§ Problem description
Extract each line in the records below that contains the string "woman".

(Part of a data file)
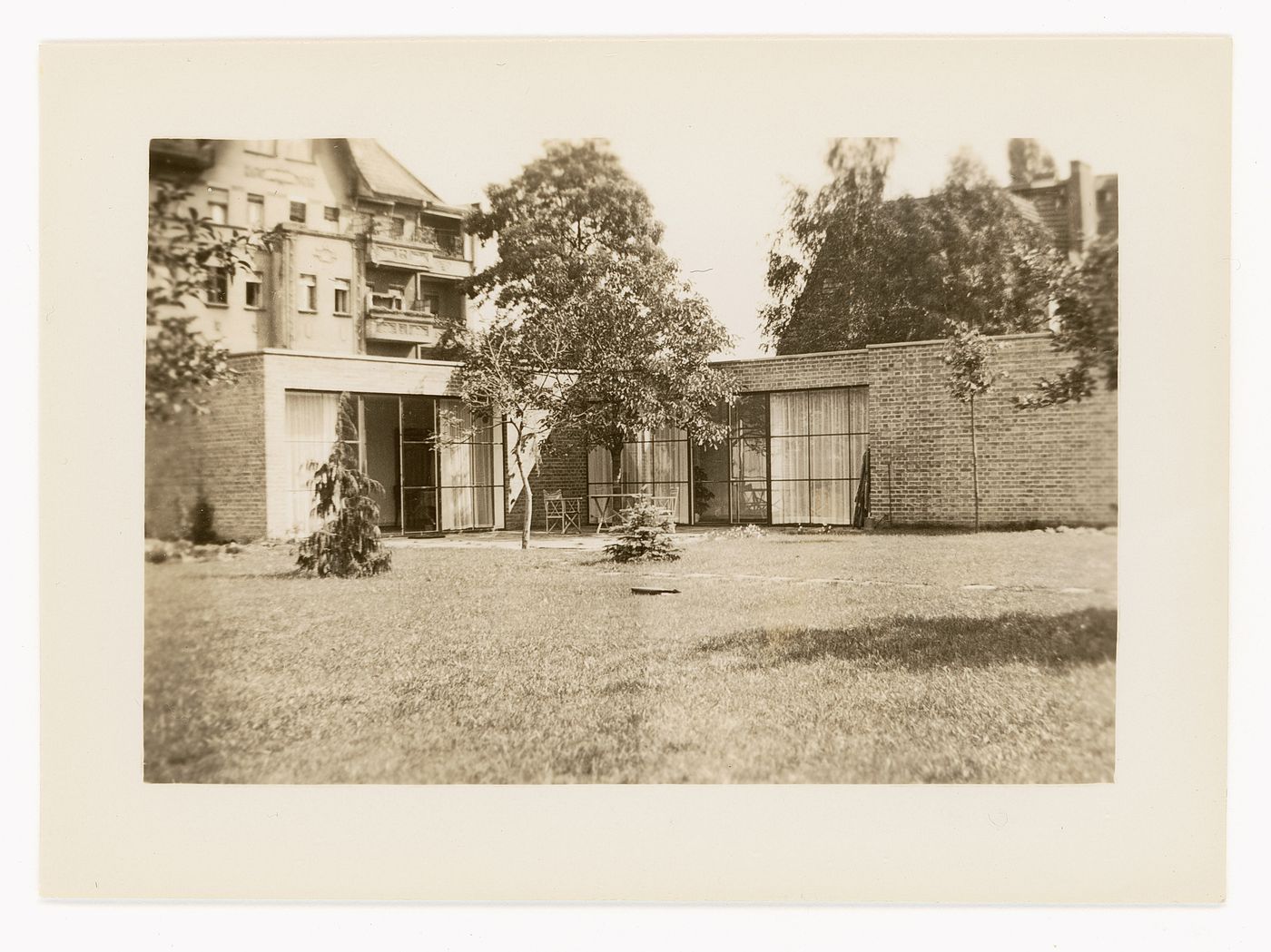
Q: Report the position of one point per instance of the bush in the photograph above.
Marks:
(645, 535)
(349, 543)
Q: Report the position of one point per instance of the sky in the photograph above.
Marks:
(717, 158)
(721, 232)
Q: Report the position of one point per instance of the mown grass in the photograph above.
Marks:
(501, 666)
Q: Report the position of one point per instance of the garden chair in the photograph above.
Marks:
(565, 511)
(670, 501)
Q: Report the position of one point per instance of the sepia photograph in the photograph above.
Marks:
(632, 459)
(635, 469)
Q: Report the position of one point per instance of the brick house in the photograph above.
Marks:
(801, 430)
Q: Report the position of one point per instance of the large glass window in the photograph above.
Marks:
(472, 473)
(730, 481)
(657, 464)
(819, 438)
(429, 483)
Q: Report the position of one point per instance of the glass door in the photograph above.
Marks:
(381, 419)
(419, 464)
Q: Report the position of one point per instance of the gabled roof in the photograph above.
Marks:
(1027, 209)
(384, 177)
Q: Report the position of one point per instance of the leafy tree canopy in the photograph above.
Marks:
(852, 269)
(590, 300)
(1087, 310)
(183, 250)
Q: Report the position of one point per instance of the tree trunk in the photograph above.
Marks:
(529, 515)
(616, 466)
(975, 469)
(529, 498)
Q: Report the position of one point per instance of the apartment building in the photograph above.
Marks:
(352, 300)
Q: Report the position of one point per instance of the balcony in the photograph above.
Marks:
(389, 318)
(188, 154)
(422, 250)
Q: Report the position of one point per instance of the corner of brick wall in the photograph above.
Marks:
(219, 454)
(1044, 466)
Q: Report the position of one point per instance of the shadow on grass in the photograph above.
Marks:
(1061, 641)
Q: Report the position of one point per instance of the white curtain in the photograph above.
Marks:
(310, 427)
(657, 463)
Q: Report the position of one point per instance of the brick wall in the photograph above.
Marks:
(220, 454)
(1039, 466)
(1036, 466)
(1048, 466)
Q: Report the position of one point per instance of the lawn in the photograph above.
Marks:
(839, 659)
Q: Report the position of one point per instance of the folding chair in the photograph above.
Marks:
(562, 511)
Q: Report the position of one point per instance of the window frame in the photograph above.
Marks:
(308, 292)
(258, 281)
(224, 205)
(346, 286)
(220, 275)
(254, 201)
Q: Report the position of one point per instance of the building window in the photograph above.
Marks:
(218, 288)
(219, 205)
(819, 441)
(429, 304)
(254, 290)
(298, 149)
(730, 481)
(309, 292)
(470, 476)
(256, 211)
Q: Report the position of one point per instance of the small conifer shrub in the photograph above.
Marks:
(349, 543)
(647, 534)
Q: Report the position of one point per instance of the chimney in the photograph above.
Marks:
(1083, 222)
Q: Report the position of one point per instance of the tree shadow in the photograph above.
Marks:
(1059, 642)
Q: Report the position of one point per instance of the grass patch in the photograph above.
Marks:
(501, 666)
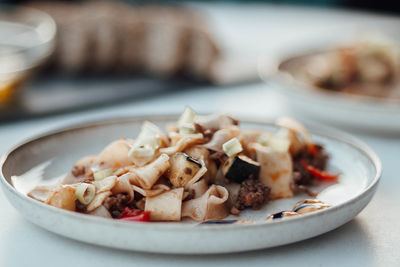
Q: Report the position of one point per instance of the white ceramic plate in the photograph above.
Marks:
(352, 111)
(52, 155)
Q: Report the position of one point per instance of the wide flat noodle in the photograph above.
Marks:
(101, 212)
(247, 138)
(222, 136)
(181, 142)
(198, 189)
(62, 197)
(198, 175)
(156, 190)
(210, 206)
(166, 206)
(105, 185)
(276, 171)
(148, 175)
(123, 186)
(98, 200)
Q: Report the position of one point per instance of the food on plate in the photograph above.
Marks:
(368, 67)
(113, 36)
(203, 168)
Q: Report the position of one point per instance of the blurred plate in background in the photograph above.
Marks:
(355, 111)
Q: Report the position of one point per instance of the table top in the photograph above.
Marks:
(371, 239)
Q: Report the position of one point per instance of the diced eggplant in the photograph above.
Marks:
(182, 169)
(240, 168)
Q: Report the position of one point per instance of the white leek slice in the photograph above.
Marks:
(232, 147)
(85, 193)
(100, 175)
(186, 121)
(148, 141)
(187, 128)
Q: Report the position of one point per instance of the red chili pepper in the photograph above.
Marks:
(132, 215)
(323, 175)
(312, 150)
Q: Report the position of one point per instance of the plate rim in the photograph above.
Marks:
(323, 131)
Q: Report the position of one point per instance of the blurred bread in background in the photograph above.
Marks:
(112, 36)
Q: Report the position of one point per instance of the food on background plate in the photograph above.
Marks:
(113, 36)
(203, 168)
(368, 67)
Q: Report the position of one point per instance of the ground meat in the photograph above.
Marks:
(218, 157)
(318, 160)
(252, 193)
(115, 204)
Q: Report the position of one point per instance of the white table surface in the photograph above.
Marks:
(371, 239)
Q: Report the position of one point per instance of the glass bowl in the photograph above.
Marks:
(26, 41)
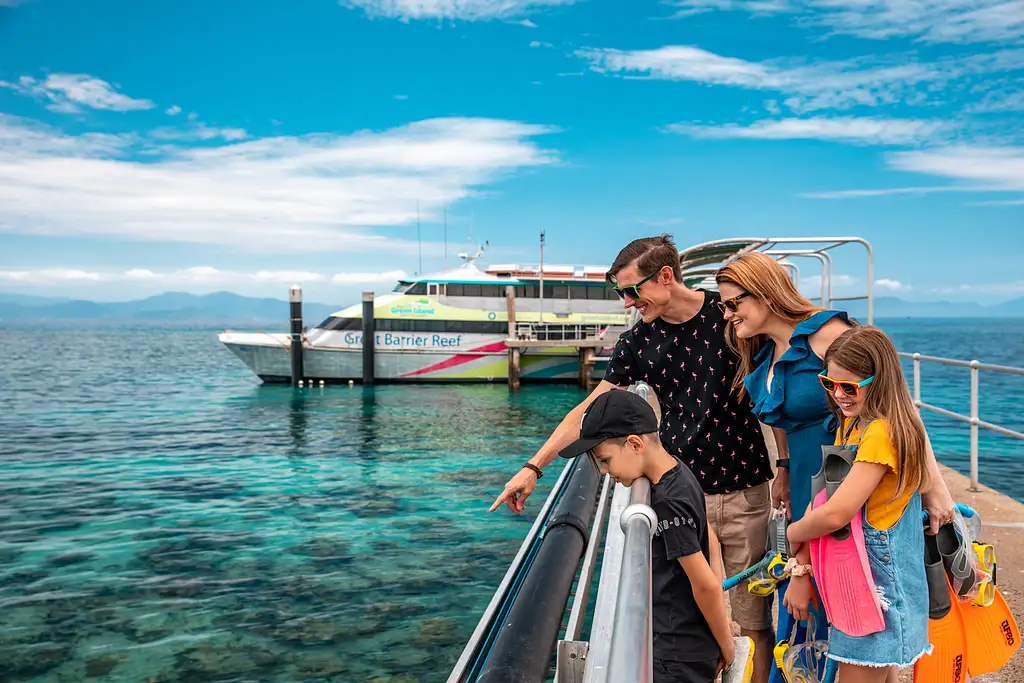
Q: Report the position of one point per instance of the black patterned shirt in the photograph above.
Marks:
(704, 423)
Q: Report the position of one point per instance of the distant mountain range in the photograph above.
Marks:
(895, 307)
(223, 308)
(170, 309)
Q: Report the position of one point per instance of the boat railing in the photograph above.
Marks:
(563, 332)
(974, 419)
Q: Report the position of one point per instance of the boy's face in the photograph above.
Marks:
(625, 462)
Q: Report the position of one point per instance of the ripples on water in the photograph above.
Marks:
(164, 518)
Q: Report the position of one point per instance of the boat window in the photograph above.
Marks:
(335, 324)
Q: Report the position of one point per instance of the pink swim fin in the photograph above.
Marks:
(841, 566)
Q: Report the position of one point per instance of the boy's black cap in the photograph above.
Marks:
(614, 413)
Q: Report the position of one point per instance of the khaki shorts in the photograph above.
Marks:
(740, 521)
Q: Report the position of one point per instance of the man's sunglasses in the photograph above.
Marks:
(849, 388)
(632, 290)
(733, 303)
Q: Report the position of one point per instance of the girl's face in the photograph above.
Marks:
(845, 382)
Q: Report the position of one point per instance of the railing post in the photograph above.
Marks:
(974, 425)
(632, 658)
(916, 381)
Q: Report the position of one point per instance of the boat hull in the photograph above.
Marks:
(478, 360)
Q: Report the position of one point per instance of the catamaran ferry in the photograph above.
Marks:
(453, 327)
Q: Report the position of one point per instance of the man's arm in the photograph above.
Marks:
(522, 484)
(717, 563)
(710, 598)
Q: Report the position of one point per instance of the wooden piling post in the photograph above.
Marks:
(513, 352)
(295, 308)
(369, 338)
(586, 364)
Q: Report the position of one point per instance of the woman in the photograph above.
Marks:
(781, 339)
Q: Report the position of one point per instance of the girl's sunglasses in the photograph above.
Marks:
(632, 290)
(849, 388)
(733, 303)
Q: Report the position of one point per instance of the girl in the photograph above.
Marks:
(878, 420)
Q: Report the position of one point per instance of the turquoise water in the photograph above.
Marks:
(164, 517)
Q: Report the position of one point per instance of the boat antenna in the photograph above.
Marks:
(419, 241)
(541, 268)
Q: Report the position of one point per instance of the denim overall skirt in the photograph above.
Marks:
(896, 556)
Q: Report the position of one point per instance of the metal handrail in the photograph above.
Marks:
(974, 419)
(631, 656)
(459, 671)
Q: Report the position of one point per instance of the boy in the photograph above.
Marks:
(691, 634)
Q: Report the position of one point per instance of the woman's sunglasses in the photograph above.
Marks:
(632, 290)
(849, 388)
(733, 303)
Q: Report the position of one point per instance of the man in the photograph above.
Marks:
(679, 349)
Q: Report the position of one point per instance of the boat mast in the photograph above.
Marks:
(542, 278)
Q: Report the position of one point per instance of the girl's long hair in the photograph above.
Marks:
(761, 275)
(867, 351)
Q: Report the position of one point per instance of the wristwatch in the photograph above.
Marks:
(531, 466)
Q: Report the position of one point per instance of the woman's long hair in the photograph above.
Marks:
(867, 351)
(765, 279)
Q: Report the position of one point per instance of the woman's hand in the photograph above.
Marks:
(780, 491)
(799, 596)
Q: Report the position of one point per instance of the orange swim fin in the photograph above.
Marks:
(992, 635)
(948, 660)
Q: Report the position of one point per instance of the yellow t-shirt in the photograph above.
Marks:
(873, 445)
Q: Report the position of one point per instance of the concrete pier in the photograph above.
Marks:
(1001, 525)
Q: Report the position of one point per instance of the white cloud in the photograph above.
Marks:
(68, 93)
(995, 168)
(660, 222)
(309, 193)
(884, 191)
(49, 275)
(974, 169)
(368, 278)
(1005, 289)
(891, 285)
(471, 10)
(197, 275)
(809, 86)
(925, 20)
(199, 132)
(861, 130)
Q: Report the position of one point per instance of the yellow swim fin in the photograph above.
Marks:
(992, 635)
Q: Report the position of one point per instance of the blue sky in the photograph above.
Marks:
(197, 146)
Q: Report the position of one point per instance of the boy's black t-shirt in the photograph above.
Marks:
(704, 423)
(680, 630)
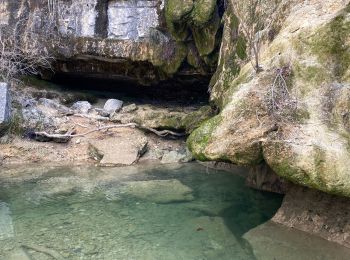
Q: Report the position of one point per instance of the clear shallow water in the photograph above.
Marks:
(164, 212)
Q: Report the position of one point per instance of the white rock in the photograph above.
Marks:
(82, 106)
(112, 105)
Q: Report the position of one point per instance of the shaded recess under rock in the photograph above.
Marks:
(131, 40)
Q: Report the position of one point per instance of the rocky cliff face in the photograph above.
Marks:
(305, 136)
(124, 40)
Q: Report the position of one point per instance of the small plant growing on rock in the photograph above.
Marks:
(280, 103)
(255, 20)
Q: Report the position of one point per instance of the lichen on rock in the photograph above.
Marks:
(310, 146)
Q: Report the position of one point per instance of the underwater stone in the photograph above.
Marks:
(6, 226)
(158, 191)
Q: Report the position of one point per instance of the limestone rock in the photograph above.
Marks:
(5, 103)
(307, 144)
(119, 152)
(129, 108)
(50, 103)
(316, 212)
(132, 20)
(18, 254)
(158, 191)
(81, 106)
(112, 105)
(164, 118)
(274, 241)
(176, 157)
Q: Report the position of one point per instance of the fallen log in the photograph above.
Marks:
(64, 138)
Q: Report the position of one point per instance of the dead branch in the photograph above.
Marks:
(63, 138)
(99, 118)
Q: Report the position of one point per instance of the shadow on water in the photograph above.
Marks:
(154, 212)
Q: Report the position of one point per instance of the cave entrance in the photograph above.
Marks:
(179, 91)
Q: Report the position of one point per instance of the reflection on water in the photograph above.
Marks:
(158, 212)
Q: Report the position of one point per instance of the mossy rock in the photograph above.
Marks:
(203, 11)
(199, 139)
(331, 44)
(205, 37)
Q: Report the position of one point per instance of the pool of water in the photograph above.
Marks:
(149, 212)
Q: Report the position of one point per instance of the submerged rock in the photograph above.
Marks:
(316, 212)
(158, 191)
(273, 241)
(6, 226)
(4, 104)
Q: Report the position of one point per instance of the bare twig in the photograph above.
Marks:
(61, 138)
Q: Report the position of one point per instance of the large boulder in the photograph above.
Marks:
(294, 115)
(5, 104)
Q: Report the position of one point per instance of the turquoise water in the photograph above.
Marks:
(149, 212)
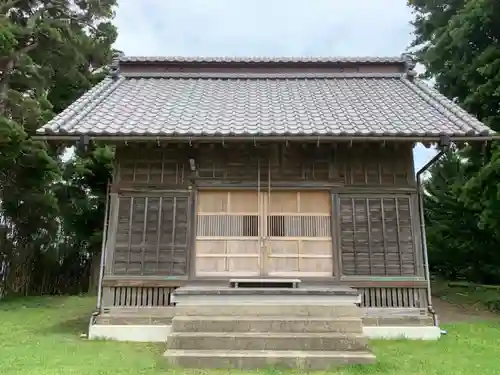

§ Exercise output
Q: Report the position of one point per instance of the woman in the photograph above.
Q: Report the position of one point per instance of the woman's sunglasses in the photograph above.
Q: Report the position of one point per instance of the woman's long hair in the photograph above.
Q: Report the position of one point per instance of the woman's hand in the photograph above.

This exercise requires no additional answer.